Set of tasks:
[1] Answer these questions about the crescenza post below:
(a) What did the author make with the leftover whey while the cheese was brining?
(b) How long is the cheese air-dried after brining before it goes into the refrigerator?
(c) What ripening time for crescenza do the Italian pages the author read indicate?
[2] Could you carry on the crescenza-making post below from its final sentence?

Document passage:
————

Crescenza is a soft, rindless cheese from Lombardia that is great to eat on its own, to savor its fresh, milky flavor, or to use in cooking. A few weeks ago, I read this post, in which Ian, one of the participants in the Cheesepalooza event, described his experience making Crescenza according to Mary Karlin's recipe. I immediately decided to try making it. I found Ms. Karlin's recipe on this page, whereas Ian got it from her book Artisan Cheese Making at Home. [March 22, 2014 update: the page on Culture magazine's website referenced in the last sentence is no longer available, so when I recently made Crescenza again, I followed the recipe on this page, but halved the amount of milk and of the other ingredients and also of the time the cheese is brined. Having in the meantime acquired a 7.5-inch / 19 cm round mold, I make only one cheese. Read the post until the end when I discussed aging, another place where I diverge from the original recipe.]
Here are some images from the process (as you know, I ♥ making cheese):
I don't have square bottomless molds, so I used two cylindrical bottomless molds.
Advice #1 When a cylindrical bottomless mold has just been filled with curds, it is quite unstable. A minor jiggle may cause it to lift up, in which case the curds will rush out from the bottom: not what you want (trust me). To help prevent the mold from moving, I suggest to put a sterilized piece of cloth under the mold (as shown in this post). You won't see such a cloth in the photo, because this time I forgot to use it.
It does not take a long time for the mass of curds to lose whey (siero di latte) and become more compact. Once draining is done, the cheese is moved into a brine bath (salamoia).
Advice #2. When moving cheese, for example from the draining box into the brine and then from the brine back into the draining box, never pick it up by pressing your fingers on the side, but always raise it by placing your hands underneath it.
While the cheese was brining, I made ricotta with the leftover whey.
In case you are wondering, the texture on the surface is a combination of the imprints of two different draining mats.
After brining, the cheese is air-dried, covered, for an hour before being refrigerated.
Overall, the recipe is pretty straightforward and since this is a fresh cheese, you don't have to wait long to taste the fruit of your labor. How long? On this important point, the recipe is not specific. These are the last two sentences:
Wrap thoroughly in plastic wrap or vacuum-seal, and refrigerate until ready to use. Best if used within one week. Bring to room temperature before serving
I wrapped the two cheeses in plastic wrap and refrigerated them, then took one out before dinner and tasted it: the texture was nice, but the flavor bland. I wrapped it again and put it back in the refrigerator. Two days later, I emptied the whey that had collected at the bottom of the container where the cheeses were and prepared it for a second taste: much better. I could start to taste the distinctive delicate tang of Crescenza. The flavor continued to improve in the following 3-4 days, then plateaued. My observation is actually consistent with what I read in a couple of pages (like this one and this one, both in Italian), where the ripening time of crescenza is indicated to be 5-7 days. Hence, the second time I made crescenza, I let it ripen 5 days before tasting it.

————

(Entries from a dataset)
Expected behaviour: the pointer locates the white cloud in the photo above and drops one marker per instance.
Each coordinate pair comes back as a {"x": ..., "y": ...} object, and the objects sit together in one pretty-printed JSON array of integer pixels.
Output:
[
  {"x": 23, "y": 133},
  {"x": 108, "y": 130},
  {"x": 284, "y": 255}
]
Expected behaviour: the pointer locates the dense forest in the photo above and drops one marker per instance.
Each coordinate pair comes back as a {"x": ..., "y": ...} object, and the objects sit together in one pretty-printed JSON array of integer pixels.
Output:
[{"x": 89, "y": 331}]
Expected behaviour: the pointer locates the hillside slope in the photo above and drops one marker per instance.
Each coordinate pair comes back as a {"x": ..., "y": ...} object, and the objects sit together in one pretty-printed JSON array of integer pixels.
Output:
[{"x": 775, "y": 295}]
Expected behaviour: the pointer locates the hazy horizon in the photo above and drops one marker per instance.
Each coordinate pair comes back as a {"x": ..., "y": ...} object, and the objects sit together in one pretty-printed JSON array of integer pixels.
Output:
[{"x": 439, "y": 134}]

————

Expected responses:
[1]
(a) Ricotta.
(b) One hour, covered.
(c) 5-7 days.

[2]
In the introdutory note, Ms. Karlin says: "A small amount of rennet is also stirred in, resulting in a slightly firmer cheese than classic Crescenza." This is fine by me. I definitely agree with the last instruction: bring cheese to room temperature before serving it.
My Crescenza was such a success that both times I have made it, it has disappeared quickly (within a few days of first tasting). Crescenza is great on a piece of bread (the one in the top photo is pumpkin bread) and in cooked dishes (for example, instead of robiola in my curried sweet chilli peppers and also in my version of a traditional Italian cheese dish that will be the subject of a post in the near future).
Valerie of A Canadian Foodie has launched a year long event called Cheesepalooza, which encourages people to take up home cheese making via monthly challenges of increasing complexity. Crescenza is one of the optional cheeses chosen for the second month, when the main challenge was making basic chèvre. This post contains the roundup of optional cheeses for month #2.
Click on the button to hear me pronounce the Italian words mentioned in the post:
or launch the Crescenza fatta in casa audio file [mp3].
[Depending on your set-up, the audio file will be played within the browser or by your mp3 player application. Please, contact me if you encounter any problems.]
nella mia list dopo la ricotta arrivano subito la crescenza e lo stracchino, che non ho mai capito se sono la stessa cosa... mi piacerebbe assaggiare la tua crescenza su quella fetta di pane, saperla fatta in casa sarebbe sicuramente una bella sensazione, ciauzzzzz
Posted by: martissima | October 10, 2012 at 12:18 PM
Simona: I'm always impressed with your cheese-making skills!
Posted by: Paz | October 10, 2012 at 02:29 PM
Yes! I am going to make this, it sounds wonderful.
Posted by: Sally | October 10, 2012 at 03:29 PM
I have made mozzarella, ricotta, and farmer cheese, but I have been wanting to make the next step and make something more challenging. Yours turned out perfect looking. Congrats on the new CTB gig, btw.
Posted by: Debra | October 11, 2012 at 04:40 AM
Ciao Martissima. Ho letto cose un po' diverse sulla differenza o meno tra stracchino e crescenza e quindi, non essendo sicura, non mi pronuncio. Certamente appartengono alla stessa famiglia di formaggi, nel senso che sono fatti seguendo lo stesso procedimento.
I hope you do, Sally.
Hi Debra. I think this is a perfect "next step" cheese, in the sense that it involves a few important steps in cheese making, like adding culture, renneting, cutting and stirring the curd, but it is fairly quick to make and does not require pressing or a special aging set up. So, I hope you try making it. Thank you!
Posted by: Simona Carini | October 12, 2012 at 12:06 AM
just started with cheese making and it is just as fun and challenging as sourdough bread. how do you sterilize a cloth? I am making my crescenza (I call it stracchino) in a silicon drained, do you think that is acceptable? so nice you are into cheese, I am sure I can learn a lot from your experience.
Posted by: My Italian Smörgåsbord | October 17, 2012 at 05:18 AM
Ciao Barbara. I sterilize cloth in boiling water or, more often, by ironing it right before use. Do you mean a silicone mold? What does it look like?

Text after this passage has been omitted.